_ARTIGO_
------------------------------------

A mais longa série histórica
de dados sobre emprego no Brasil, realizada a 35 anos de forma ininterrupta,
corre o risco de acabar. A Pesquisa de Emprego e Desemprego (PED), feita pelo
Departamento Intersindical de Estatística e Estudos Socioeconômicos (Dieese),
chegou a cobrir nove Regiões Metropolitanas, mas agora se restringe a São
Paulo, Salvador e Distrito Federal.
O Rio Grande do Sul anunciou
este mês o cancelamento da pesquisa na sua área. E o governo federal, embora
tenha se comprometido a repassar os recursos – previstos em portaria do Fundo
de Amparo ao Trabalhador (FAT) –, não destinou nada à PED em 2017 nem em 2018,
afirma a coordenadora da área de pesquisa do Dieese, Patrícia Pelatieri.
As razões para o
esvaziamento da pesquisa misturam as dificuldades econômicas dos Estados ao
desinteresse político em colher dados que subsidiem políticas públicas voltadas
aos trabalhadores (as). Uma perda crítica de conhecimento, especialmente quando
os cortes de direitos promovidos pela reforma trabalhista e pela crise fomentam
a informalidade, o trabalho intermitente, a migração para atividades precárias
e outras formas de degradação nas relações de produção.
“O movimento sindical
precisa ter uma pesquisa para fazer a disputa da visão hegemônica sobre a
reforma, para analisar seus efeitos sob a ótica do trabalho”, alerta Patrícia.
“Mesmo para o gestor público, na crise é quando você mais precisa de dados,
para saber qual política pública terá mais retorno, de forma mais rápida, e
onde colocar o investimento, considerando mobilidade, distribuição regional,
setores produtivos.”
A PED é um complexo
estatístico de pesquisas domiciliares, baseadas em metodologia criada pelo
Dieese e pela Fundação Seade, de São Paulo. Faz parte das políticas que compõem
o Sistema Público de Emprego Trabalho e Renda (SPETR), com previsão de dotação
orçamentária do FAT. Desde a sua criação, Patrícia lembra que a PED tem
exercido um papel de vanguarda na conceituação do mercado de trabalho
brasileiro, com maior aprofundamento na investigação das especificidades da
realidade nacional.
“Vários conceitos da PED
foram adotados pela OIT (Organização Internacional do Trabalho) e incorporados
nas atualizações da PNAD (Pesquisa Nacional por Amostra de Domicílio, feita
pelo IBGE)”, diz ela. “A estatística oficial utilizava conceitos mais
universais que não refletem o mercado brasileiro, com uma estrutura diferente
da do europeu.”

------------------------------------

_SEÇÃO DE DADOS_
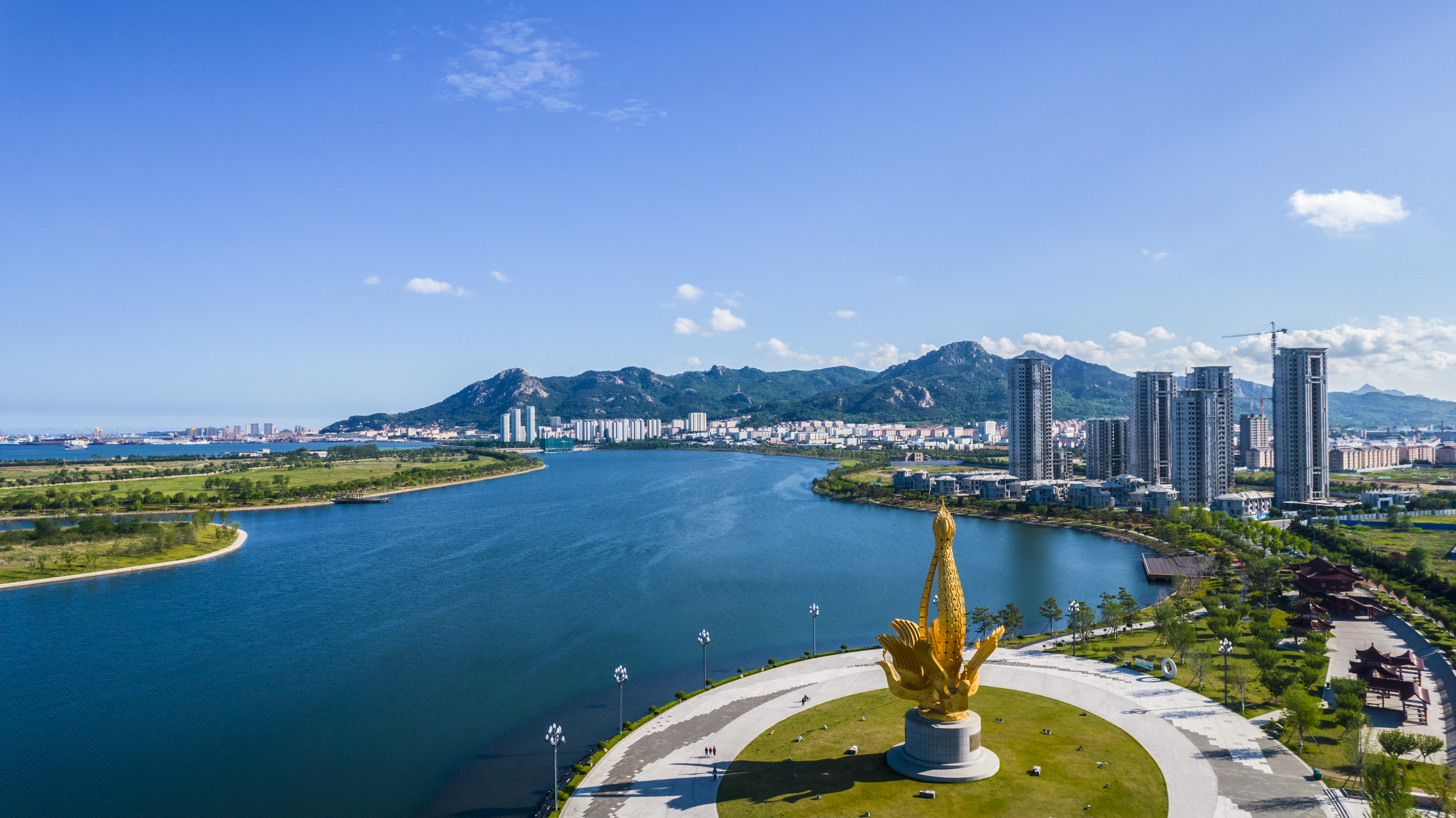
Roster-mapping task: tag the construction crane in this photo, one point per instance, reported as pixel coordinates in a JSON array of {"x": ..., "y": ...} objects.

------------------------------------

_A FAZER_
1. Responda com base no artigo sobre a Pesquisa de Emprego e Desemprego:
(a) A quais regiões a PED se restringe agora?
(b) Segundo Patrícia Pelatieri, em quais anos o governo federal não destinou nada à PED?
(c) Quais instituições criaram a metodologia em que a PED se baseia?
2. Retome o artigo sobre a Pesquisa de Emprego e Desemprego a partir do ponto em que ele termina.

_RESPOSTAS POR TAREFA_
1.
(a) São Paulo, Salvador e Distrito Federal.
(b) 2017 e 2018.
(c) O Dieese e a Fundação Seade, de São Paulo.

2.
Durante muitos anos, o
desempregado foi caracterizado nos levantamentos da PNAD e na antiga pesquisa
de emprego do IBGE (encerrada em março de 2016 e substituída pela nova PNAD
mensal) como aquele/a que tivesse procurado emprego nos últimos sete dias.
Se não o tivesse feito,
mesmo que a pessoa não possuísse ocupação nem renda, passava a ser considerada
“inativa”. Mas a partir da experiência da PED, o prazo para classificação foi
estendido para 30 dias, período incorporado também nas recomendações da OIT em
2015, durante a Conferência das Estatísticas do Mundo. “A PNAD tem uma
abrangência maior, mas não permite desagregar tanto os dados”, afirma Patrícia.
A PED também trouxe o
conceito de desemprego por “desalento”, quando a pessoa não procura emprego não
porque não precise dele, mas porque está a tanto tempo tentando sem sucesso,
que desiste de fazê-lo durante aquele período pesquisado. Essa situação,
apontada recentemente pelo IBGE, há mais de 30 anos já era analisada na
pesquisa do Dieese.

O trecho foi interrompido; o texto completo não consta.